Следовательно, нет никаких теперь оснований иметь предубеждение против имеславия, как против какой-то ереси и новшества, и не дол­жно слушать наветы на имеславие тех, кто не хочет расстаться с прежней синодальной меркой и доныне продолжает клеймить имеслав­цев, как "еретиков".

Да, у некоторых имеславцев, есть роковая ошибка. Она заключа­ется в том, что они не хотят и по ныне входить в общение с Русской Православной Церковью из-за боязни имеборческой ереси, которая, по убеждению их, будет пребывать на престоле церкви до тех пор, пока официальная высшая церковная власть не осудит и не отвергнет, как еретическое, имеборческае учение Святейшего Синода, опубликованное в № 20 Церковных Ведомостей от 18 мая, 1913 г. на с. 277 – 286.

◆ ◆ ◆

* **Список заданий**
- 1) Перепишите записи, начиная со строки с "find the fireplace" и до конца записей включительно, поменяв "would be perfect" на "would be ideal"; всё прочее оставьте как есть.
- 2) Напишите продолжение текста об имеславии, начав сразу после его последнего предложения.
Записи никак не связаны с текстом об имеславии.

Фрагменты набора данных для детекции

◆ ◆ ◆

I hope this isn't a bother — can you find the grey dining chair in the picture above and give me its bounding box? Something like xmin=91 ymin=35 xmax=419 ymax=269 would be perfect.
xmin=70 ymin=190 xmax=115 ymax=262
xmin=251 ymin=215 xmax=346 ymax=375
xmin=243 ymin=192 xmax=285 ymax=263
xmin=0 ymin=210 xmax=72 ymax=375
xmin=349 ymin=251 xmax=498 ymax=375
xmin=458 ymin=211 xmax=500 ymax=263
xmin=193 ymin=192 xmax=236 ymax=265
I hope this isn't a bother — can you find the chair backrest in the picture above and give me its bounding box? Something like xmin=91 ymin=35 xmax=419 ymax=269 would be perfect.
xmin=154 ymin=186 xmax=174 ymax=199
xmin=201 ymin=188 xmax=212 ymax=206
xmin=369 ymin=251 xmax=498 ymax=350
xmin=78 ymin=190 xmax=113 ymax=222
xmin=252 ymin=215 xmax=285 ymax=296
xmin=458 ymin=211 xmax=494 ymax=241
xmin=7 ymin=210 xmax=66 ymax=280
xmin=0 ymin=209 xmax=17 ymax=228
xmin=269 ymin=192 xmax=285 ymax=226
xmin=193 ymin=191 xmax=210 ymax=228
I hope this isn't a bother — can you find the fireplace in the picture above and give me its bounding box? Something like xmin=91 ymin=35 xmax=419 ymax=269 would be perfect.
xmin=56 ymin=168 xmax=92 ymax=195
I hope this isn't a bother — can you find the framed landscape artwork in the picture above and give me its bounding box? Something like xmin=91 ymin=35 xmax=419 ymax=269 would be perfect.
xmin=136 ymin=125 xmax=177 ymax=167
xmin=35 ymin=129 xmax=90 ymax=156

◆ ◆ ◆

* **Результаты**
- 1)
I hope this isn't a bother — can you find the fireplace in the picture above and give me its bounding box? Something like xmin=91 ymin=35 xmax=419 ymax=269 would be ideal.
xmin=56 ymin=168 xmax=92 ymax=195
I hope this isn't a bother — can you find the framed landscape artwork in the picture above and give me its bounding box? Something like xmin=91 ymin=35 xmax=419 ymax=269 would be ideal.
xmin=136 ymin=125 xmax=177 ymax=167
xmin=35 ymin=129 xmax=90 ymax=156

- 2)
Некоторые считают, что учение Синода об Имени Божием отверг­нуть можно лишь тогда, когда оно будет признано еретическим, а ересь определяется на церковных соборах. Тогда возникает вопрос: а как же Синод без церковного собора осудил имеславцев, назвав их "имебожниками", а имеславие осудил как ересь и лжеуче­ние? И обратно: если достоверно то, что учение са­мого Синода об Имени Божием еретическое, а собрать  церковный собор для осуждения явного лжеучения не пре­двидится, то как же сле­дует относиться к такому учению и к тем, кто содержит его? Ведь равнодушие в вопро­сах веры недопустимо в Православии;  по учению св. Максима Исповед­ника: молчание в вопросах веры, (когда она нарушается), равносильно отречению и поставлению истины на одну линию с заблуждением. /Житие св. Максима Исповедника, 21 января/.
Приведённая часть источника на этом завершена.